* **SELECTED PASSAGE**:

Never argue with a woman

by keyser soze 7 Replies latest jw friends

  • keyser soze
    keyser soze

    I had this forwarded to me at work. I thought the ladies would get a kick out of it:

    Never Argue with a Woman

     
    One morning, the husband returns the boat to their lakeside
    cottage after several hours of fishing and decides to take a nap...
    Although not familiar with the lake, the wife decides to take the boat out.
     She motors out a short distance, anchors, puts her feet up,
    And begins to read her book.
     
    The peace and solitude are magnificent.
     
    Along comes a Fish and Game Warden in his boat.
     He pulls up alongside the woman and says, 'Good morning, Ma'am. What
    are you doing?' 
     
    'Reading a book,' she replies, (thinking, 'Isn't that
    obvious?')
     
    'You're in a Restricted Fishing Area,' he informs her.
     
    'I'm sorry, officer, but I'm not fishing. I'm reading.'
     
    'Yes, but I see you have all the equipment.
     For all I know yo
    u could start at any moment.
     I'll have to take you in and write you up.'
     
    'If you do that, I'll have to charge you with sexual assault,' says
    the woman.
     
    'But I haven't even touched you,' says the Game Warden.
     
    'That's true, but you have all the equipment. For all I know you could
    start at any moment.'
     
    'Have a nice day ma'am,' and he left.
     
    MORAL: Never argue with a woman who reads. It's likely she can
    also think.
  • beksbks
    beksbks

    lol

  • Barbie Doll
  • free2think
    free2think

    LMAO. Good one.

* **DATA SECTION**:
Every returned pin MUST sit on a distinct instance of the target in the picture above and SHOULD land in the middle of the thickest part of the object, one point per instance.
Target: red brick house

* **LIST OF TASKS**:
1) From the fishing joke, copy the passage starting with "I had this forwarded" and going on through "the boat out.".
2) In the fishing joke, what kind of area does the warden tell the woman she is in?

* **EXPECTED OUTPUTS**:
1)
I had this forwarded to me at work. I thought the ladies would get a kick out of it:

    Never Argue with a Woman

     
    One morning, the husband returns the boat to their lakeside
    cottage after several hours of fishing and decides to take a nap...
    Although not familiar with the lake, the wife decides to take the boat out.

2) A Restricted Fishing Area.